Aufgabenstellung -> Welches Fach hat der Freund S. laut dem Textabschnitt über den VW-Skandal studiert?

Bild: Muss man doch nicht so eng sehen: Abgase strömen aus einem Auspuff
Wozu haben wir Freunde? Doch wohl dazu: dass sie uns immer mal wieder die
Augen öffnen. Meinen Freund S. kenne ich seit über 30 Jahren. Wir haben
zusammen das Abitur überlebt, die Welt bereist, Familien gegründet. S. hat
was Vernünftiges gelernt und Physik studiert. Und sagte letztens zum
VW-Skandal: „Ich weiß gar nicht, warum du dich so aufregst. Die Ingenieure
haben doch genau gemacht, was verlangt war: eine Software entwickelt, die
das Auto auf dem Prüfstand optimierte.“
Das Argument erhellte mich wie eine gut funktionierende Bremsleuchte. Und
mit dieser Logik kämpfen ja auch die Autobauer in ganz Europa gegen die
Zumutung, völlig absurde Grenzwerte einzuhalten. Ob beim Stickoxid, wo die
Wagen etwa das Siebenfache der EU-Norm ausstoßen oder beim Kohlendioxid, wo
sie weit von den Klimazielen entfernt sind – die Autohersteller vertrauen
darauf, sagt ihr Cheflobbyist und Ex-CDU-Verkehrsminister Matthias
Wissmann, dass die EU-Kommission diese Werte auch bei neuen Testverfahren
„fair umrechnet.“ Fair könnte heißen: Statt 80 Mikrogramm Stickoxid gern
mal so 300 oder so. Und statt 95 Gramm CO2 gern so rund 100 oder so.

Lokalisierungsdaten mit einem Punkt pro Instanz:
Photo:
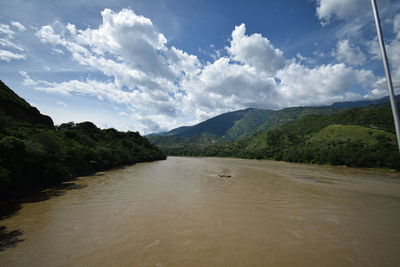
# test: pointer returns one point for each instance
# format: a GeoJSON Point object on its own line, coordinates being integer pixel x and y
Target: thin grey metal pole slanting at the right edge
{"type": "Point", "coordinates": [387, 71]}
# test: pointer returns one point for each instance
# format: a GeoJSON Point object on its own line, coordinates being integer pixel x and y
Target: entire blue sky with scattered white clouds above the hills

...

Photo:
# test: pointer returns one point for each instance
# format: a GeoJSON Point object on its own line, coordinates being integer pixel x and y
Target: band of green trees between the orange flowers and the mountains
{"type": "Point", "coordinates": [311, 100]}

Antwortbereich -> S. hat Physik studiert.